*** Opening of EXCERPTED PASSAGE ***

Our introduction to the gang comes via Kathy (Jodie Comer, from the award-winning one-woman stage show Prima Facie, etc) who is attracted to the wild bikies. While attending one of their informal get-togethers she spies the handsome but silent Benny (Austin Butler), and shortly afterwards the pair are married. But Benny is a bit of a live wire, unpredictable, volatile, and quick to action. “I’ve had nothin’ but trouble since I married Benny. I’ve seen more jails, been to more courts and met more lawyers,” says Kathy in one of her voice-over comments. Kathy pleads with Benny to leave the gang before he gets into trouble, but his love for the roar of the bikes and the open road prove too much of an allure for him.
Soon chapters of the Vandals are springing up across the midwest. The arrival on the scene of a twenty-year-old delinquent, known only as “the kid” (played by Australian actor Toby Wallace, from Babyteeth, etc), who approaches Johnny seeking permission to establish his own chapter of the Vandals, sows the seeds of the eventual destruction of the gang. Once Jimmy loses control of the Vandals the gang falls apart. Some members left but others fell in line and slowly embraced the violence and lawlessness that eventually subverted this world.
When the film opens Kathy is being interviewed by Danny (played here by Mike Faist, recently seen in Challengers), an effective device that introduces us to this world and also provides the necessary link between Danny’s book and the Vandals and their lifestyle. Nichols presents the film from Kathy’s perspective, which softens the usual testosterone associated with the bikie lore. But he also constantly interrupts the narrative flow and momentum of the film to return to a series of interviews between Kathy and Danny, an unnecessary framing device that slows down the narrative.
Butler (who made his mark in Baz Luhrmann’s biopic Elvis) brings a brooding, smouldering sexuality and taciturn quality to his performance as the enigmatic and hotheaded, self-destructive and unpredictable Benny, something of a wild card, and he cements his place as one of the screen’s sexiest leading men this decade. He exudes a similar vibe to James Dean here. But he isn’t given a lot to work with here and he mainly plays second fiddle here to Hardy’s brooding, grim Jimmy. Hardy mumbles his way through his role as if he is channeling Brando’s iconic performance from The Wild One, but he has an undeniable physical presence. Comer is also good as Kathy, who narrates this tale with plenty of good humour and pride, and she imbues her character with a feisty quality.

*** Close of EXCERPTED PASSAGE ***
*** Opening of EXTRACTED RECORDS ***

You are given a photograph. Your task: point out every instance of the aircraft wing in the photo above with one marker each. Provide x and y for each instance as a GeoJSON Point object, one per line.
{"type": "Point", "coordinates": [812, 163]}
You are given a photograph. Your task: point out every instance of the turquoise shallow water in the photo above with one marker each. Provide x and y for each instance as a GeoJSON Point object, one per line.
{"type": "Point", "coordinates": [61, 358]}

*** Close of EXTRACTED RECORDS ***
*** Opening of EXTRACTED RECORDS ***

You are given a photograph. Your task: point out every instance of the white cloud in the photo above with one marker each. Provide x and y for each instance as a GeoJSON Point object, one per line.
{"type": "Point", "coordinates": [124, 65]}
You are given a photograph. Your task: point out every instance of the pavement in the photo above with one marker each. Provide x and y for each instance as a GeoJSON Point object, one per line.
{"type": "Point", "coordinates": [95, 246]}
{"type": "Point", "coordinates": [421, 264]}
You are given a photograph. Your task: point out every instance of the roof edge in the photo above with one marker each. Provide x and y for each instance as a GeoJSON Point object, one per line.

*** Close of EXTRACTED RECORDS ***

= ACTION ITEM A =
Transcribe the film review from "Butler (who made" to "a feisty quality.", word for word.
= ACTION ITEM B =
List every film title that the film review names, leaving out the stage show.

= EXPECTED ANSWER A =
Butler (who made his mark in Baz Luhrmann’s biopic Elvis) brings a brooding, smouldering sexuality and taciturn quality to his performance as the enigmatic and hotheaded, self-destructive and unpredictable Benny, something of a wild card, and he cements his place as one of the screen’s sexiest leading men this decade. He exudes a similar vibe to James Dean here. But he isn’t given a lot to work with here and he mainly plays second fiddle here to Hardy’s brooding, grim Jimmy. Hardy mumbles his way through his role as if he is channeling Brando’s iconic performance from The Wild One, but he has an undeniable physical presence. Comer is also good as Kathy, who narrates this tale with plenty of good humour and pride, and she imbues her character with a feisty quality.

= EXPECTED ANSWER B =
Babyteeth
Challengers
Elvis
The Wild One